Texte de la page>
_ _ _ _ _ _ _

Cette fois, c'est sûr. Après avoir longtemps hésité, Charles Konan Banny a finalement décidé de passer outre la consigne de son camp, le Parti démocratique de Côte d'Ivoire (Pdci), d'aller contre la parole du chef, Henri Konan Bédié, et de se présenter à la présidentielle d'octobre face à Alassane Ouattara.

L'ancien gouverneur de la Banque centrale des Etats de l'Afrique de l'Ouest (Bceao), devenu Premier ministre sous Laurent Gbagbo (de 2005 à 2007), puis nommé en 2011 à la tête de la Commission dialogue, vérité et réconciliation (Cdvr) par le président Ouattara, y pense pourtant depuis un moment.

Alors pourquoi maintenant ? Parce que, à 72 ans, il n'aura pas d'autre occasion de briguer la magistrature suprême. Mais aussi parce que le fait que Bédié ait décidé que le Pdci ne présenterait aucun candidat face à Ouattara est « inacceptable» pour cet amateur de rugby issu d'une grande famille baoulé du centre de la Côte d'Ivoire. Alors que Ouattara, investi par le Rassemblement des républicains (Rdr), le 25 avril, entend l'emporter dès le premier tour, Konan Banny veut croire en ses chances. Il espère rassembler autour de lui les opposants au président sortant et prendre la tête de la toute nouvelle Coalition nationale pour le changement (Cnc), qui rassemble notamment les frondeurs du Pdci.

Pédagogue, pointilleux, directif et parfois même volontairement cassant, Charles Konan Banny a répondu à toutes nos questions. Sur l'avenir du Pdci, son travail à la tête de la Cdvr, ses relations avec Alassane Ouattara, Laurent Gbagbo et Guillaume Soro ... Plus de deux heures d'entretien qu'il conclura par un : « A bientôt, au Palais ! »

 

Jeune Afrique : Que reprochez-vous exactement à « l'appel de Daoukro », par lequel Henri Konan Bédié a demandé au PDCI de soutenir la candidature d'Alassane Ouattara à la prochaine présidentielle ?

Charles Konan Banny : C'est un coup de force inacceptable ! Le congrès et le bureau politique du parti avaient décidé, en 2013, qu'un militant actif du Pdci serait candidat en 2015. Quelle ne fut pas notre surprise lorsque, au cours d'une visite du président de la République dans sa région, M. Bédié a décidé, seul, que nous ne présenterions finalement personne ! En tant que démocrate, je ne peux pas accepter de telles méthodes. A ceux qui ont la mémoire courte, je rappelle que j'avais proposé une candidature unique Rdr-Pdci en 2010. Alassane Ouattara avait refusé même d'aborder la question. Pourquoi ce qui était inconcevable il y a cinq ans est aujourd'hui considéré comme génial ? C'est simple : parce qu'en 2015, cette alliance profite incontestablement à Ouattara.

_ _ _ _ _ _ _

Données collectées
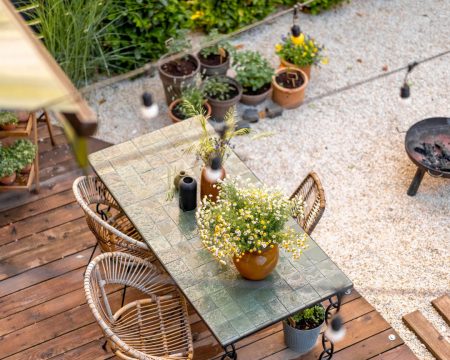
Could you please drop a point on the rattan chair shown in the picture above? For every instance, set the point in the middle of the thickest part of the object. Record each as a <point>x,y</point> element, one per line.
<point>311,194</point>
<point>156,327</point>
<point>111,227</point>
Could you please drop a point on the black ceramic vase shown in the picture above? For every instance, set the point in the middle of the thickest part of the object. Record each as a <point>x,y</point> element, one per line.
<point>188,193</point>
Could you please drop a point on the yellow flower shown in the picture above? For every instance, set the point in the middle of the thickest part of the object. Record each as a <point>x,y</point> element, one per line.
<point>299,40</point>
<point>197,14</point>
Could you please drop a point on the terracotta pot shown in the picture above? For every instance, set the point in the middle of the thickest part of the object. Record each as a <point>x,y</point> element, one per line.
<point>256,99</point>
<point>289,98</point>
<point>210,70</point>
<point>254,266</point>
<point>305,69</point>
<point>172,84</point>
<point>206,186</point>
<point>8,127</point>
<point>219,108</point>
<point>8,180</point>
<point>26,169</point>
<point>176,119</point>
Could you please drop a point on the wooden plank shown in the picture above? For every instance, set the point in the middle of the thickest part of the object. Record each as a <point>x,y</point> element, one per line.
<point>370,347</point>
<point>428,334</point>
<point>402,352</point>
<point>40,222</point>
<point>442,306</point>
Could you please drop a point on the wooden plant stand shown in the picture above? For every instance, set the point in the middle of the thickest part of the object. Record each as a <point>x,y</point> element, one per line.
<point>24,130</point>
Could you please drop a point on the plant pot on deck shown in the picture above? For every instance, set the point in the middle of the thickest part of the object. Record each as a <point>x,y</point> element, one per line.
<point>289,86</point>
<point>256,97</point>
<point>176,116</point>
<point>220,107</point>
<point>175,74</point>
<point>214,64</point>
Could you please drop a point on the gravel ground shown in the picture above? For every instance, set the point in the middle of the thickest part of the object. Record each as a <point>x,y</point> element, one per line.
<point>395,248</point>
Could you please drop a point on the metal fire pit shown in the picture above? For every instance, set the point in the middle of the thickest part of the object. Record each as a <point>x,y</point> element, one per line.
<point>429,131</point>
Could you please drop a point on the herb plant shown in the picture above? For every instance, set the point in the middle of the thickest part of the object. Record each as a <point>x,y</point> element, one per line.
<point>218,88</point>
<point>300,50</point>
<point>247,219</point>
<point>8,118</point>
<point>309,318</point>
<point>253,71</point>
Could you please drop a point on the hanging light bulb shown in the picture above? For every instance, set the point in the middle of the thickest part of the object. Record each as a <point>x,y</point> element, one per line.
<point>335,331</point>
<point>149,108</point>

_ _ _ _ _ _ _

Défi 1> Recopiez mot pour mot le passage du texte sur Charles Konan Banny compris entre « Alors pourquoi maintenant » et « frondeurs du Pdci. », bornes incluses.
Défi 2>
D'après le texte sur Charles Konan Banny :
(a) Quel âge a Charles Konan Banny ?
(b) En quelle année a-t-il été nommé à la tête de la Commission dialogue, vérité et réconciliation ?
(c) Quelle candidature avait-il proposée en 2010 ?

Réponse rédigée 1>
Alors pourquoi maintenant ? Parce que, à 72 ans, il n'aura pas d'autre occasion de briguer la magistrature suprême. Mais aussi parce que le fait que Bédié ait décidé que le Pdci ne présenterait aucun candidat face à Ouattara est « inacceptable» pour cet amateur de rugby issu d'une grande famille baoulé du centre de la Côte d'Ivoire. Alors que Ouattara, investi par le Rassemblement des républicains (Rdr), le 25 avril, entend l'emporter dès le premier tour, Konan Banny veut croire en ses chances. Il espère rassembler autour de lui les opposants au président sortant et prendre la tête de la toute nouvelle Coalition nationale pour le changement (Cnc), qui rassemble notamment les frondeurs du Pdci.

Réponse rédigée 2>
(a) 72 ans.
(b) En 2011.
(c) Une candidature unique Rdr-Pdci.